### Data excerpts
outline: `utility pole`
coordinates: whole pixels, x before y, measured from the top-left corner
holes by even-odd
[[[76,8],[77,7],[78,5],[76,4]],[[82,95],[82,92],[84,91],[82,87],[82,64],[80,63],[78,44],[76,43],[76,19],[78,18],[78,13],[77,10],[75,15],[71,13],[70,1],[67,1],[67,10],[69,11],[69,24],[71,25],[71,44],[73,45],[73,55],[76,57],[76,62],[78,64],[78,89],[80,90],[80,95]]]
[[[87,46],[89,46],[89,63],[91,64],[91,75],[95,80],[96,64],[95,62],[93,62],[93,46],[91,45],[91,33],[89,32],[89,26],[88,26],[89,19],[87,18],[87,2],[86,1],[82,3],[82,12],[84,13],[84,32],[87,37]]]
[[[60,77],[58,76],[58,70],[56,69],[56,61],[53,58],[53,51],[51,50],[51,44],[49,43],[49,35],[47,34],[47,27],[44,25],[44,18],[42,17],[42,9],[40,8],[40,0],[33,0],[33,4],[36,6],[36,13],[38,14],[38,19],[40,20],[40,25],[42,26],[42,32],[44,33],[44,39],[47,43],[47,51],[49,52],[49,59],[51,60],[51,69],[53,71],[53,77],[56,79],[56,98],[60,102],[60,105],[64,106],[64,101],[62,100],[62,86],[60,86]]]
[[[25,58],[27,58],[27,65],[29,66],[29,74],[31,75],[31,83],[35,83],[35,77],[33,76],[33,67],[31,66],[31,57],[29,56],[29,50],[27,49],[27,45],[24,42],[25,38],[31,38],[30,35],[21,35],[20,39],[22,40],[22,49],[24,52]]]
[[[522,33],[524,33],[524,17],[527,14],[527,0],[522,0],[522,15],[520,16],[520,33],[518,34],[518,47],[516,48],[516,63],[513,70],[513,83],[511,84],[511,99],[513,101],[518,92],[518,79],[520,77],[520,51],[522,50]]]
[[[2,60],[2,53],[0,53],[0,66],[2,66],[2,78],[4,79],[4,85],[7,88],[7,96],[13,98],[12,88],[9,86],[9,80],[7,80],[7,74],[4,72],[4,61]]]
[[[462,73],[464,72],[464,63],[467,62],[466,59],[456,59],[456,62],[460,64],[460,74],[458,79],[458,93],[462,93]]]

### Exercise details
Identify every line in the records above that contains the string "coordinates", matching case, and copy each of those lines in full.

### The completed task
coordinates: whole pixels, x before y, measured from the top-left corner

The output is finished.